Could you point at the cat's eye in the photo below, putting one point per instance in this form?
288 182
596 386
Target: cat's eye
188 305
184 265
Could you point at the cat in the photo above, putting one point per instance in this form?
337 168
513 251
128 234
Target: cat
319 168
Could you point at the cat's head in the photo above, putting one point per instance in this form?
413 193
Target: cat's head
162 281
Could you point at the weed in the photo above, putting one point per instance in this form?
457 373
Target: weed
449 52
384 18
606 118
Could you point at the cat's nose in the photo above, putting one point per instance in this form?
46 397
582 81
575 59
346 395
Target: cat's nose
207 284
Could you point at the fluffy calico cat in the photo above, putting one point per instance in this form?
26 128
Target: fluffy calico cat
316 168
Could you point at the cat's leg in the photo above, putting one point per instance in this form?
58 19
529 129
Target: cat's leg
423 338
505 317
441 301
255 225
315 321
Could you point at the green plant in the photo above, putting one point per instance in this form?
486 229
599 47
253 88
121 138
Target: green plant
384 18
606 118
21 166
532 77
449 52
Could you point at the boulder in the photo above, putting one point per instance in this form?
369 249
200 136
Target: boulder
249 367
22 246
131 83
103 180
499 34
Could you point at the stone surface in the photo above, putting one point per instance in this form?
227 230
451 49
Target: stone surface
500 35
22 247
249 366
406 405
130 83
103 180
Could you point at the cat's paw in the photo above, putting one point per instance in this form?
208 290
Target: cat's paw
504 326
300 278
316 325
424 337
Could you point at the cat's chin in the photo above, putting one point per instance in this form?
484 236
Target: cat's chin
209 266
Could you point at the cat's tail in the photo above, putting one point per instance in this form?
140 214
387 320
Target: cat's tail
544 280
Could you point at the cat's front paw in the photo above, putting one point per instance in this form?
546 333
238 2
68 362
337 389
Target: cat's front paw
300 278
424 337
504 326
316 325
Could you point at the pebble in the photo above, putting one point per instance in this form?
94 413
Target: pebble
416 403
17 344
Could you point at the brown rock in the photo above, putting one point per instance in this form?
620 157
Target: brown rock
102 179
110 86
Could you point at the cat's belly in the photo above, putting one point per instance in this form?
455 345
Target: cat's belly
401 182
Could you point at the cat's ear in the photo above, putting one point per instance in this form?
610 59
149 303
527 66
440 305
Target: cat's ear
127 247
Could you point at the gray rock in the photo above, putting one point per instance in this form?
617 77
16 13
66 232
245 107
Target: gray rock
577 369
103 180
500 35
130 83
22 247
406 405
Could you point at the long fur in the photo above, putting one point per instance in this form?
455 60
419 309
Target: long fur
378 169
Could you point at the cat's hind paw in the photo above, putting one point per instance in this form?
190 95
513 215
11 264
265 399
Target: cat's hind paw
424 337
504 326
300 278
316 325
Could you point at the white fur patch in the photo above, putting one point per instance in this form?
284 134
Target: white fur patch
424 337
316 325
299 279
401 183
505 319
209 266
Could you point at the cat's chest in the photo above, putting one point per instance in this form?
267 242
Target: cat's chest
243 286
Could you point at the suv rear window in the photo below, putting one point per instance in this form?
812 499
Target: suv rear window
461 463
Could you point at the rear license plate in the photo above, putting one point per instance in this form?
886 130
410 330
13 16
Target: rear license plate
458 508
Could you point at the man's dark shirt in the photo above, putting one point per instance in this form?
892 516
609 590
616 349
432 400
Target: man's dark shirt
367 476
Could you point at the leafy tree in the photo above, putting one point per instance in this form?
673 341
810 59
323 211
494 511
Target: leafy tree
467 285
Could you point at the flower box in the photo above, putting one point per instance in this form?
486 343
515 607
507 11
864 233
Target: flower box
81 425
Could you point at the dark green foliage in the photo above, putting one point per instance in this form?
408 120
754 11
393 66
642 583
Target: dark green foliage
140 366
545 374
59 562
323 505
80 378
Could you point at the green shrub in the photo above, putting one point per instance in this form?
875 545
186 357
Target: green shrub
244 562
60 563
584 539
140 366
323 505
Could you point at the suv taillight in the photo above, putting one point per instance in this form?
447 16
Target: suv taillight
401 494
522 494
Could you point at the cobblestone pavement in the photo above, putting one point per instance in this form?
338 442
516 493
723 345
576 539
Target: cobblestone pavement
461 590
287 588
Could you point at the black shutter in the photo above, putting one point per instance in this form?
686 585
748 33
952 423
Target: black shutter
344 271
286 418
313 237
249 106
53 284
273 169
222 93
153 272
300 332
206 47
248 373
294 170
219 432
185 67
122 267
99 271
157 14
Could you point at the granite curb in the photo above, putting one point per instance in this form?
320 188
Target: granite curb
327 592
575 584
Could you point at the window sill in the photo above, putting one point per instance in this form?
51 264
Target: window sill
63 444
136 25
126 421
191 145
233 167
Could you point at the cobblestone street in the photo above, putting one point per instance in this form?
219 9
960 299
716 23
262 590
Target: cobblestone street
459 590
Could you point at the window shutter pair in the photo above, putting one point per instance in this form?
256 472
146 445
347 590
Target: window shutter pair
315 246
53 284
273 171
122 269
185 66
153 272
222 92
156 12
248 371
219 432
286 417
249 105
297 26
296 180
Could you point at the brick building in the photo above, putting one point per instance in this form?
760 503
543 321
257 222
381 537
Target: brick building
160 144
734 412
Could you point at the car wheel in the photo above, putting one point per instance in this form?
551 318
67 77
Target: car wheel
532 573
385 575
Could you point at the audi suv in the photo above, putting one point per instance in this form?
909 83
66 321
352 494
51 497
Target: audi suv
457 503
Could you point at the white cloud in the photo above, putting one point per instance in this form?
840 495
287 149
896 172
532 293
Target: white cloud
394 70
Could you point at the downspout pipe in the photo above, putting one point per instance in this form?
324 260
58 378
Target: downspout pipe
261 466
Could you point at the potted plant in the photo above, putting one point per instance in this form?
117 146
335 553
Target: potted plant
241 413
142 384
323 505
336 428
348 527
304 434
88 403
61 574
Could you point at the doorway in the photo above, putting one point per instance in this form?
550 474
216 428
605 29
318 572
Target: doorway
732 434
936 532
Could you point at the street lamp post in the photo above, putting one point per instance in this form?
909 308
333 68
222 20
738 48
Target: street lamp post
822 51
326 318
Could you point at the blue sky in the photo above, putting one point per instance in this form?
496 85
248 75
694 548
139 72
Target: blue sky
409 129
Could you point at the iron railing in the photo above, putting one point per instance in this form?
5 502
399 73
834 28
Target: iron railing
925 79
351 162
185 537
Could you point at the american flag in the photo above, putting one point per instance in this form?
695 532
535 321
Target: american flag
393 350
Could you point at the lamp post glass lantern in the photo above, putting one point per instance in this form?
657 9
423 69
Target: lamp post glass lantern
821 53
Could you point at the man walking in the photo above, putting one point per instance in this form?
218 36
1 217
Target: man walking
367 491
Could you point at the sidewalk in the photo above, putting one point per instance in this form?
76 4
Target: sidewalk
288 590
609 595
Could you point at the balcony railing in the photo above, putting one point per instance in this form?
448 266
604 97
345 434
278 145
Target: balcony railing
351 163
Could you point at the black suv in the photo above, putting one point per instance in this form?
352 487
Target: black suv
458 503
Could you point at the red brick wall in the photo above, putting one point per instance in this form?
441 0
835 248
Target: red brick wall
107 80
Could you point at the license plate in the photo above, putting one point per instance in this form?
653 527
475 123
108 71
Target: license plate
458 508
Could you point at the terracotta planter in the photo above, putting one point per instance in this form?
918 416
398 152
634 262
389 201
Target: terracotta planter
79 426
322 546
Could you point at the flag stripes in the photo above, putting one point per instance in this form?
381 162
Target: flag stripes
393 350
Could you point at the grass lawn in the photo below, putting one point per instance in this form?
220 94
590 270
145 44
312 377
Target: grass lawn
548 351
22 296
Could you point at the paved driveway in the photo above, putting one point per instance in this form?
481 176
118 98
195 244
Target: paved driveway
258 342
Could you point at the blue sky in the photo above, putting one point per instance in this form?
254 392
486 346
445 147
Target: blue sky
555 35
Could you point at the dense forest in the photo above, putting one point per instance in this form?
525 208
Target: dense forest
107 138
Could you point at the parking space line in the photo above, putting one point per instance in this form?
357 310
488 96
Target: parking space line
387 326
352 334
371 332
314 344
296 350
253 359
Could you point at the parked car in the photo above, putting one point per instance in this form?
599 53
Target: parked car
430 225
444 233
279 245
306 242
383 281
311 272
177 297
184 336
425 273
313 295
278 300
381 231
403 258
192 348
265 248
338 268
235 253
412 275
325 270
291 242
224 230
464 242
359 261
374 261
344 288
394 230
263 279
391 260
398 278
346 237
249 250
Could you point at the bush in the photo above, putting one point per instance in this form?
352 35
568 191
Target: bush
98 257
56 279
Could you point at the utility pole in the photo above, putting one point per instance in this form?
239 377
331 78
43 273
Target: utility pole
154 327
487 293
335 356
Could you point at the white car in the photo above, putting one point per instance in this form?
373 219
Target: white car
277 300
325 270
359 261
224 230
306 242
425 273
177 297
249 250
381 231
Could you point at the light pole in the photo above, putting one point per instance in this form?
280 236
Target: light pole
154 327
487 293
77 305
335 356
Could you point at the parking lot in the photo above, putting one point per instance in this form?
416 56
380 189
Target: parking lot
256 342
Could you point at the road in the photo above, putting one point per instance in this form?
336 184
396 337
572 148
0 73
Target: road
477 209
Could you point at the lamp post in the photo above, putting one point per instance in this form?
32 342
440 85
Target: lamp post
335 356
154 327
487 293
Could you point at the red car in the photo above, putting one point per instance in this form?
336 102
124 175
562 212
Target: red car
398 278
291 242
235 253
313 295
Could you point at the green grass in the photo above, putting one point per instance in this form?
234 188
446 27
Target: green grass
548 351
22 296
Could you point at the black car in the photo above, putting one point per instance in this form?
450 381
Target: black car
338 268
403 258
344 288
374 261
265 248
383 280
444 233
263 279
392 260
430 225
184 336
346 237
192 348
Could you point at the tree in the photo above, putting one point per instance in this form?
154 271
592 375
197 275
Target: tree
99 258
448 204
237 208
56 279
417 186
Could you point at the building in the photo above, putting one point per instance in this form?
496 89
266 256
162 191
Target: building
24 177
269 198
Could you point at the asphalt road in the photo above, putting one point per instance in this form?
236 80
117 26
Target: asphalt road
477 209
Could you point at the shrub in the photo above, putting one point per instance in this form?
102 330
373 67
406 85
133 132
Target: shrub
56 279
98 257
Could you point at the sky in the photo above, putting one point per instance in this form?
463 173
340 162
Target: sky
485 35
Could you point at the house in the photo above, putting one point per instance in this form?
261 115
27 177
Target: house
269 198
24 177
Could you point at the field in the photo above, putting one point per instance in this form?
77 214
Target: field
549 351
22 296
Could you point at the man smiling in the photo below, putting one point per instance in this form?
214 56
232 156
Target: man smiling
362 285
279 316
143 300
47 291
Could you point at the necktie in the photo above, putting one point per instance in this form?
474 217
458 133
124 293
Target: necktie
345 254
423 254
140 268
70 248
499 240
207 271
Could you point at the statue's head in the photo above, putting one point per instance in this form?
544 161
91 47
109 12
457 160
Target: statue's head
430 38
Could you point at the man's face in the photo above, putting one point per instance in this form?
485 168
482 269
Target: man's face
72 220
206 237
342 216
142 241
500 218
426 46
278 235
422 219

## PROBLEM TO SOLVE
Only the lines from the one containing "Could you point at the black car" to the end of the data should be printed, exactly as they stand.

## RESPONSE TO THIS TASK
Could you point at the black car in the photo above, putting one point per instance in this form?
450 381
Target: black car
338 268
403 258
344 288
374 261
265 248
383 280
444 233
263 279
392 260
430 225
184 336
346 237
192 348
Could you point at the tree in the photo above, putting one point per instance in this form?
154 271
592 375
197 275
Target: tree
99 258
448 204
237 208
56 279
417 186
Could you point at the building in the photo above, putting one point per instance in this form?
496 89
266 256
162 191
Target: building
24 177
269 198
Could you point at the asphalt road in the photo above, putting one point per instance in this form?
236 80
117 26
Target: asphalt road
477 209
Could you point at the shrub in the photo above, putting one point per instance in this form?
102 330
373 67
406 85
133 132
Target: shrub
56 279
98 257
Could you point at the sky in the photo above, putting one point per instance in this form?
463 173
340 162
Target: sky
485 35
Could you point at the house in the photo above, putting one point per instance in this form?
261 115
27 177
Target: house
269 198
24 177
Could you point at the field in the photo above, putting one point per instance in this form?
77 214
Target: field
549 351
22 296
Could you point at the man smiling in the photo below, putting one point per instance in this form?
214 56
232 156
Target: man smiling
362 285
279 316
143 300
47 291
Could you point at the necktie in the photo above, putting one point per instance in this form?
474 217
458 133
124 293
Target: necktie
345 254
423 254
140 268
70 248
499 240
207 271
Could you point at the statue's head in the photo above, putting one point per instance in this form?
544 161
91 47
109 12
457 160
Target: statue's head
430 38
Could you point at the man's face in the photo above, putting one point per instance in this form?
485 168
482 269
Target: man's face
72 220
206 237
342 216
142 241
500 218
426 46
278 235
422 219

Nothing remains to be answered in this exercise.